━━ Rows
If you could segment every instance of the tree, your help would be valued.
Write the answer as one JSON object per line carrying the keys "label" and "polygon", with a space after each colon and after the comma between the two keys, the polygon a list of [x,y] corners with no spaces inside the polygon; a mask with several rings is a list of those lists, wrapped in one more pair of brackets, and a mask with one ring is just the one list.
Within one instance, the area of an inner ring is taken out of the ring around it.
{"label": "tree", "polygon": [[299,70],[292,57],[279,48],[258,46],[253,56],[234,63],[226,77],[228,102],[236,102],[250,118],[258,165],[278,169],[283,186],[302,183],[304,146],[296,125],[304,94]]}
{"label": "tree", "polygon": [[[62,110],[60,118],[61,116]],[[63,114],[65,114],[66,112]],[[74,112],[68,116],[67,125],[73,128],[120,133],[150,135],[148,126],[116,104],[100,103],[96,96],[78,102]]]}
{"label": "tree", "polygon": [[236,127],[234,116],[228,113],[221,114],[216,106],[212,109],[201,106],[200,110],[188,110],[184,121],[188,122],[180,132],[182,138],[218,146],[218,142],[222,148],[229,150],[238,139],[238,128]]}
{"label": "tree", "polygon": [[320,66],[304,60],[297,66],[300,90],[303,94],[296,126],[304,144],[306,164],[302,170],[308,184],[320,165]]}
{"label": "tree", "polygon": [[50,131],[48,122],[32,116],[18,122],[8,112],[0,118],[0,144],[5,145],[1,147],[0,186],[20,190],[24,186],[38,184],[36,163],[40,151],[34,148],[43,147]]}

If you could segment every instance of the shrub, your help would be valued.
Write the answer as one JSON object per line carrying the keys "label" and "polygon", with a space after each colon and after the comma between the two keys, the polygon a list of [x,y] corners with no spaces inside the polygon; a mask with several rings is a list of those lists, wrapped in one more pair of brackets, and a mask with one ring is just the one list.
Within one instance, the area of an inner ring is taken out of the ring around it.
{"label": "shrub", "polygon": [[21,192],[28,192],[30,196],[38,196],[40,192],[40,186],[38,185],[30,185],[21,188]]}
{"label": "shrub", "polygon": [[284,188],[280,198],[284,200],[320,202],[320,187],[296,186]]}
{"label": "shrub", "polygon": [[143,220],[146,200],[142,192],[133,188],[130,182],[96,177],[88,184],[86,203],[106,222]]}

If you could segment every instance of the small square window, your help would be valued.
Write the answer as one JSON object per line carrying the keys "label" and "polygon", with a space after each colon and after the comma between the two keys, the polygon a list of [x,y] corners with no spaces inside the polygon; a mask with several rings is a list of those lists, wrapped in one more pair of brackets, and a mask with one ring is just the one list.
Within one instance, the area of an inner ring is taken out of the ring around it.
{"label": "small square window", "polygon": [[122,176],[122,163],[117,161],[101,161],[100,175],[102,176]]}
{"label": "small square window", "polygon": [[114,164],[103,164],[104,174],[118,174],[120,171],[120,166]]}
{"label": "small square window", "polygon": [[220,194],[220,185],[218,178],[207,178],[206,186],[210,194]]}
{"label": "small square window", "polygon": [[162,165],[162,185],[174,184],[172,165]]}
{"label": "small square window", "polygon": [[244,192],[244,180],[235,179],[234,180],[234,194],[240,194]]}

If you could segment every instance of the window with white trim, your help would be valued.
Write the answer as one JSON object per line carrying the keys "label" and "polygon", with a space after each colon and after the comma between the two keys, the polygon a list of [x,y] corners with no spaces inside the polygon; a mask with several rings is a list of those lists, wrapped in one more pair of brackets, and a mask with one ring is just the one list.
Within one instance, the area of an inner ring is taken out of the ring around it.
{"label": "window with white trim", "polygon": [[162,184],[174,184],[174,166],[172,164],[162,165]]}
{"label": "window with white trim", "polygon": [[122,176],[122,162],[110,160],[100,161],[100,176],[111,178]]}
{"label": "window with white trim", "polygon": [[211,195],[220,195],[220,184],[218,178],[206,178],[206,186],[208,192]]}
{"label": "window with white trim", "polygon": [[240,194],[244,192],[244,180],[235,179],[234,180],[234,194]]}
━━━━
(Goal): Copy every one of the records above again, line for line, without changing anything.

(Response to the exercise):
If you could segment every instance of the tree, your help would be valued.
Write the answer as one JSON object per line carrying the keys "label" and "polygon", with a space after each colon and after the comma between the two keys, the polygon a list of [x,y] corners with no spaces inside the polygon; a mask with several rings is a list of those lists, wrapped in one more pair of brackets, and a mask with one ring is just the one list.
Within one instance, the area of an inner ring is taken out of the ring around it.
{"label": "tree", "polygon": [[299,70],[292,57],[279,48],[258,46],[253,56],[234,63],[226,77],[228,102],[236,102],[250,118],[258,165],[278,169],[283,186],[302,183],[304,146],[296,125],[304,94]]}
{"label": "tree", "polygon": [[[62,110],[60,118],[61,116]],[[63,114],[65,114],[66,112]],[[74,112],[68,116],[67,125],[73,128],[120,133],[150,135],[148,126],[116,104],[100,103],[96,96],[78,102]]]}
{"label": "tree", "polygon": [[236,127],[234,116],[228,113],[221,114],[216,106],[212,109],[201,106],[200,110],[188,110],[184,121],[188,122],[180,132],[182,138],[218,146],[218,142],[222,148],[229,150],[238,139],[238,128]]}
{"label": "tree", "polygon": [[320,66],[304,60],[297,66],[300,90],[303,94],[296,126],[304,144],[306,164],[302,170],[308,184],[320,165]]}
{"label": "tree", "polygon": [[50,131],[48,122],[32,116],[18,122],[8,112],[0,118],[0,144],[5,145],[1,147],[0,186],[20,190],[24,186],[38,184],[36,163],[40,151],[34,148],[43,147]]}

If you could segment every instance of the shrub, your help would be valued.
Write the answer as one JSON object per line carrying the keys "label" and "polygon", with a space after each colon and after the comma between the two keys, the polygon a list of [x,y] corners with no spaces inside the polygon; a mask with several rings is a list of those lists, wrapped in one more pair of brackets, and a mask with one ring is just the one list.
Within one instance, the area of an inner ring is taken out of the ring around it.
{"label": "shrub", "polygon": [[21,192],[28,192],[30,196],[38,196],[40,192],[40,186],[38,185],[30,185],[21,188]]}
{"label": "shrub", "polygon": [[284,188],[280,198],[284,200],[320,202],[320,187],[296,186]]}
{"label": "shrub", "polygon": [[143,220],[146,200],[142,192],[133,188],[130,182],[96,177],[88,184],[86,203],[106,222]]}

If you could segment every instance of the small square window, your help would be valued.
Write the answer as one JSON object per line carrying the keys "label" and "polygon", with a space after each colon and after the comma between the two keys, the polygon a list of [x,y] corners with no spaces inside the polygon; a mask with several rings is a list of those lists, wrapped in one more pair of brackets, and a mask with one ring is just the one list.
Within one instance, the area of an inner ring is taken out of the ring around it.
{"label": "small square window", "polygon": [[122,176],[122,163],[117,161],[101,161],[100,175],[102,176]]}
{"label": "small square window", "polygon": [[114,164],[103,164],[104,174],[118,174],[120,171],[120,166]]}
{"label": "small square window", "polygon": [[220,194],[220,185],[218,178],[207,178],[206,186],[210,194]]}
{"label": "small square window", "polygon": [[162,165],[162,185],[174,184],[172,165]]}
{"label": "small square window", "polygon": [[244,192],[244,180],[235,179],[234,180],[234,194],[240,194]]}

If you could segment every instance of the window with white trim, your help would be valued.
Write the answer as one JSON object per line carrying the keys "label" and "polygon", with a space after each colon and after the comma between the two keys, the polygon a list of [x,y] corners with no spaces inside the polygon; a mask with several rings is a list of those lists, wrapped in one more pair of brackets, and a mask with one ring is just the one list.
Within one instance, the area of an inner ring is taken out of the ring around it.
{"label": "window with white trim", "polygon": [[162,184],[174,184],[174,166],[172,164],[162,165]]}
{"label": "window with white trim", "polygon": [[122,176],[122,162],[110,160],[100,161],[100,176],[111,178]]}
{"label": "window with white trim", "polygon": [[211,195],[220,195],[220,184],[218,178],[206,178],[206,186],[208,192]]}
{"label": "window with white trim", "polygon": [[240,194],[244,192],[244,180],[235,179],[234,180],[234,194]]}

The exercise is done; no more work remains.